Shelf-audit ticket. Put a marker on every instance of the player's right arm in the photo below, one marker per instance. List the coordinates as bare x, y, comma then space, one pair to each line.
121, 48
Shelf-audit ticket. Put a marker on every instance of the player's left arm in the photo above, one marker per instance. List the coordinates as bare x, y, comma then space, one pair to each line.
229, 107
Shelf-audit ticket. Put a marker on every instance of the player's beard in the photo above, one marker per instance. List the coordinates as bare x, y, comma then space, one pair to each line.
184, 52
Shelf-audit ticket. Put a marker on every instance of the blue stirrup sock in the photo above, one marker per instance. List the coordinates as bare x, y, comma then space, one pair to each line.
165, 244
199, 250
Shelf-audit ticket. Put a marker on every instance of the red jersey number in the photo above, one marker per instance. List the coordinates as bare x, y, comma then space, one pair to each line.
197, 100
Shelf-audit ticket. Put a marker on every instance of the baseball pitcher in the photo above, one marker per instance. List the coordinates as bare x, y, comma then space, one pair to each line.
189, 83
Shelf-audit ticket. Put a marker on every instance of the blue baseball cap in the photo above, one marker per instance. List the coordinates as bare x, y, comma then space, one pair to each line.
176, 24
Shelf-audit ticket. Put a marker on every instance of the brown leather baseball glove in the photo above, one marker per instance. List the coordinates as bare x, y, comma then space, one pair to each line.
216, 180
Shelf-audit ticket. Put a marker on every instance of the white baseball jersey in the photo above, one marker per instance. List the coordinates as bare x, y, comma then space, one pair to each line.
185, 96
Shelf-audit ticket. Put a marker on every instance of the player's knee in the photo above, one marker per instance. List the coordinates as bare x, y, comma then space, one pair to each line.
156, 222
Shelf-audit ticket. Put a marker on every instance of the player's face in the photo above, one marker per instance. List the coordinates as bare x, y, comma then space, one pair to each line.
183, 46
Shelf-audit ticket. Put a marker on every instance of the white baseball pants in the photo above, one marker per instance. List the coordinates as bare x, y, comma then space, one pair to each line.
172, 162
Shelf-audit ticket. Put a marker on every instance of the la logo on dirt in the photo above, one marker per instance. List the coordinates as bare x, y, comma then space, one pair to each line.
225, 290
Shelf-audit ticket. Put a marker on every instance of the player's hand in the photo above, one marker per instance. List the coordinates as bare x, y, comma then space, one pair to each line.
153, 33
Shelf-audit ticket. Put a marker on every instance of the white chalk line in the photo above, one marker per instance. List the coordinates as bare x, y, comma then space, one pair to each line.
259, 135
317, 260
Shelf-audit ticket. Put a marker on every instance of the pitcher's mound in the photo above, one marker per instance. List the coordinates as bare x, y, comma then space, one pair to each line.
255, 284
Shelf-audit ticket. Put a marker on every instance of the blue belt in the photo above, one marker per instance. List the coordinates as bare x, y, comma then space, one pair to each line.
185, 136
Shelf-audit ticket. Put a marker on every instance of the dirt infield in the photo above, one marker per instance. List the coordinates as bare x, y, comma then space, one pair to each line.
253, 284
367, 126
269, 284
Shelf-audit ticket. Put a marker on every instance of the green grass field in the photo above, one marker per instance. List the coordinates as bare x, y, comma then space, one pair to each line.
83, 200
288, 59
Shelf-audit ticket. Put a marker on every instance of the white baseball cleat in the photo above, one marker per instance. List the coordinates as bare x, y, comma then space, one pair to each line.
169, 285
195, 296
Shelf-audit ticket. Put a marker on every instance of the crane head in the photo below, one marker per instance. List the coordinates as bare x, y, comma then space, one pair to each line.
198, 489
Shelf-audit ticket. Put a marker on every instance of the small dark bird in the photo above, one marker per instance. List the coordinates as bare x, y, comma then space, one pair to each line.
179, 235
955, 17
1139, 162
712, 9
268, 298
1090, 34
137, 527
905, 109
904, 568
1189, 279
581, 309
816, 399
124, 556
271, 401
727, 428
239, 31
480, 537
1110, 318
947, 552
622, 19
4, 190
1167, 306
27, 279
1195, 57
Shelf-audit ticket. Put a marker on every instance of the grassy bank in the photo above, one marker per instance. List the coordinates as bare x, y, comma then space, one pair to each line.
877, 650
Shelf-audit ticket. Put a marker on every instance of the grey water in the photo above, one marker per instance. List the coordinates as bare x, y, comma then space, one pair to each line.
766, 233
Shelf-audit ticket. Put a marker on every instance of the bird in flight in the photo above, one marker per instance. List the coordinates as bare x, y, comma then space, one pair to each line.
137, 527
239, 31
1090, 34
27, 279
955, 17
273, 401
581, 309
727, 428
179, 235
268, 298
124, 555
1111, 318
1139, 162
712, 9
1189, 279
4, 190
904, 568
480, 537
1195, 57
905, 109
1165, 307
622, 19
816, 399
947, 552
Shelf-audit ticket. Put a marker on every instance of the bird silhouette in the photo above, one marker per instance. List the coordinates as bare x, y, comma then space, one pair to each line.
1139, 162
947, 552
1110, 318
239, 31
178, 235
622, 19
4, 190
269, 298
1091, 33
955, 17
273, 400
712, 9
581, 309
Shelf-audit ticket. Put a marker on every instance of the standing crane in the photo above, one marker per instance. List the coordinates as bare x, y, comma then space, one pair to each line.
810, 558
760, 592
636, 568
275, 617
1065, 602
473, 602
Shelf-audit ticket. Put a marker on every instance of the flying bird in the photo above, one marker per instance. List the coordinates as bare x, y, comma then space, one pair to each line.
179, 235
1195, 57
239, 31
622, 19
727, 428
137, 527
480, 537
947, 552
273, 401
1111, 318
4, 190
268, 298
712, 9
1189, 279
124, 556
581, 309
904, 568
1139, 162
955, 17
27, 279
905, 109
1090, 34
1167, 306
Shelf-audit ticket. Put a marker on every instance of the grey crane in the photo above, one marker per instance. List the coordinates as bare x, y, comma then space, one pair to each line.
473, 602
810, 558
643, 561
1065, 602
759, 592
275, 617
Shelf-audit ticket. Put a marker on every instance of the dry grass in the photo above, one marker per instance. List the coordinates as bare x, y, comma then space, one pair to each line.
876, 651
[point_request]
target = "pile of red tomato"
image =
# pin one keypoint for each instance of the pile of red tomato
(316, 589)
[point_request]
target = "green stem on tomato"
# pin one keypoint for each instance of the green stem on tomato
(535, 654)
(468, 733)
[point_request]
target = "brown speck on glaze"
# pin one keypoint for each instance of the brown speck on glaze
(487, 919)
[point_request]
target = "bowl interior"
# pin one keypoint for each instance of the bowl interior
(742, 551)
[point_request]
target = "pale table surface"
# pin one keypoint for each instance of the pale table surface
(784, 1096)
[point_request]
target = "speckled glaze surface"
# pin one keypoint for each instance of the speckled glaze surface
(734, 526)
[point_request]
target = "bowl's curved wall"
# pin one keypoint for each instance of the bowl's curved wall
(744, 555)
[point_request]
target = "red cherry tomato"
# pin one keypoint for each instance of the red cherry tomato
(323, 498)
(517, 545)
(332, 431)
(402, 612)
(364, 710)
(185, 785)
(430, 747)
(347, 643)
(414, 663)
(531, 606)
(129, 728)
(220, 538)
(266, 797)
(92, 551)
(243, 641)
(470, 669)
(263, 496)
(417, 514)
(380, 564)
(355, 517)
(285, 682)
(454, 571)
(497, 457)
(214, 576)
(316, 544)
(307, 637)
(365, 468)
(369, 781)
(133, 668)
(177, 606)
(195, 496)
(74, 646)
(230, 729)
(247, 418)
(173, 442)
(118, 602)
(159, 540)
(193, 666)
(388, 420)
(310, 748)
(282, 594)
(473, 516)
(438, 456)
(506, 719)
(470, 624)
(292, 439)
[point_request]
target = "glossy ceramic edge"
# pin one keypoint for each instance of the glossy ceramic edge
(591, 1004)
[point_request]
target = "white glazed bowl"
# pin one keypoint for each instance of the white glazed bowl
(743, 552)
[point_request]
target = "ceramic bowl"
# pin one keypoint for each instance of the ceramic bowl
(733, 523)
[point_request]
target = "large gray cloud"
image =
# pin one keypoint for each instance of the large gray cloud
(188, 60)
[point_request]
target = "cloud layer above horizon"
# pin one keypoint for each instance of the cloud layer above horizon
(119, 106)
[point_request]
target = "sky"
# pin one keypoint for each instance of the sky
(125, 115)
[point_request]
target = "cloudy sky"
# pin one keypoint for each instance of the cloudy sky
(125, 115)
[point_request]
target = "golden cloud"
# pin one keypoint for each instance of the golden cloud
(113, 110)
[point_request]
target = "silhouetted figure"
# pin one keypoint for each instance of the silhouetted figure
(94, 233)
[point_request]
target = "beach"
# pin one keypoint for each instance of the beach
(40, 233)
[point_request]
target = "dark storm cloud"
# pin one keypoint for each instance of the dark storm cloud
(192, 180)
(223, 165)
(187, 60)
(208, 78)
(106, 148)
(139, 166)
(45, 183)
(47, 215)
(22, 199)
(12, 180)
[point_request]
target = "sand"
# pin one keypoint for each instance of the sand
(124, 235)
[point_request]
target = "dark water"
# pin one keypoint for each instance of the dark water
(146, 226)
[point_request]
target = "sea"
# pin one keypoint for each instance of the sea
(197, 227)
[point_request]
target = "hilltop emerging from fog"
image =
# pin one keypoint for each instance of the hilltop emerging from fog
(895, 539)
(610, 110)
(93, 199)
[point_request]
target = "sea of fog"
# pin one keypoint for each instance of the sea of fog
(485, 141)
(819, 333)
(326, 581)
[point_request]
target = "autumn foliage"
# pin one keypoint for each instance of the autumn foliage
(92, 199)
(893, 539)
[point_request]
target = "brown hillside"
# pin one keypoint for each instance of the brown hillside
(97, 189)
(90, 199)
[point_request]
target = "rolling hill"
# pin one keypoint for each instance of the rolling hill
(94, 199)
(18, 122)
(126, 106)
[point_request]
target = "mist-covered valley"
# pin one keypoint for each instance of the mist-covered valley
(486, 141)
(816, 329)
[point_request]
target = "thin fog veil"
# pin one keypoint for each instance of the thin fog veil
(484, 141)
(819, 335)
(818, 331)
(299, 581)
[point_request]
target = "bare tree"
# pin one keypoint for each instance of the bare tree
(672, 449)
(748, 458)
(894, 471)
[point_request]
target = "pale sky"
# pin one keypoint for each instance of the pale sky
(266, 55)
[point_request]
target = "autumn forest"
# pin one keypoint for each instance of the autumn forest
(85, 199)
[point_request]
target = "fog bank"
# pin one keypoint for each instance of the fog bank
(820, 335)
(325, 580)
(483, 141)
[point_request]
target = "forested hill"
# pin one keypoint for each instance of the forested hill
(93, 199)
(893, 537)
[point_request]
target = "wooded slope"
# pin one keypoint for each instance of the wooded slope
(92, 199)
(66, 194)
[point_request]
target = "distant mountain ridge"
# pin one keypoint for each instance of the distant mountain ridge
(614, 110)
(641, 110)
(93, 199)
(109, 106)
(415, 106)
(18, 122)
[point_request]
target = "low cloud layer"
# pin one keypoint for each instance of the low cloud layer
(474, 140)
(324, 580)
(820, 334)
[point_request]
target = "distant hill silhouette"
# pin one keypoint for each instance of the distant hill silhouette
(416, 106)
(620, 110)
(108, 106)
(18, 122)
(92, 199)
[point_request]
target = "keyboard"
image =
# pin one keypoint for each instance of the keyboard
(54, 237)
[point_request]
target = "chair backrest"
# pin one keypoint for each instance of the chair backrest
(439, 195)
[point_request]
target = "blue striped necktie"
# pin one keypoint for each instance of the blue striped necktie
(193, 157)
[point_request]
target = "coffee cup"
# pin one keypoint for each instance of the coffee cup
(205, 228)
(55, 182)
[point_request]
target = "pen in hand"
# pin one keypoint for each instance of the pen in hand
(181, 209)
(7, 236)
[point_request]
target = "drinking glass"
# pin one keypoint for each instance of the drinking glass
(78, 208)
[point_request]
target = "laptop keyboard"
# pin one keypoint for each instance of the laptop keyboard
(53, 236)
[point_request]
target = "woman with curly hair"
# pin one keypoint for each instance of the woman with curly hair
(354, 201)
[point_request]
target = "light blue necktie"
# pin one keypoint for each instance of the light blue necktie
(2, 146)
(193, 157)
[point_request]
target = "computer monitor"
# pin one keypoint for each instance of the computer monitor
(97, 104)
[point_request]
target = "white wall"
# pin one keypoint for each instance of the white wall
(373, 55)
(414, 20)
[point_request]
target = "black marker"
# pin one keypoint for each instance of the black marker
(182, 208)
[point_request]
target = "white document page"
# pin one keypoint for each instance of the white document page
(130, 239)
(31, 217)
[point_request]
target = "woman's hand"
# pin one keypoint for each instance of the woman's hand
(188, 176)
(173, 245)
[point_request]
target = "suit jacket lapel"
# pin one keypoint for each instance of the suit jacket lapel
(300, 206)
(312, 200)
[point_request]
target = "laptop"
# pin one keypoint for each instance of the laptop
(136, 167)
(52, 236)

### TASK
Everything from the line that contains "# pin one keypoint for each instance of the white wall" through the final line of the listing is to be restated word for word, and nothing more.

### ANSWER TO THE EXERCISE
# pin one keypoint for each instance of the white wall
(373, 55)
(414, 20)
[point_request]
target = "black marker"
# pin one keypoint for each instance of the black marker
(182, 208)
[point_request]
target = "white document page"
# pin one keypoint for each instance of the white document page
(130, 239)
(31, 217)
[point_request]
target = "woman's hand"
# pin one keypoint for each instance of the woman's hand
(188, 176)
(173, 245)
[point_request]
target = "suit jacket lapel"
# pin one keypoint for each instance of the suit jacket lapel
(300, 206)
(312, 200)
[point_request]
target = "laptop"
# pin one keypoint for each instance of the laptop
(136, 167)
(52, 236)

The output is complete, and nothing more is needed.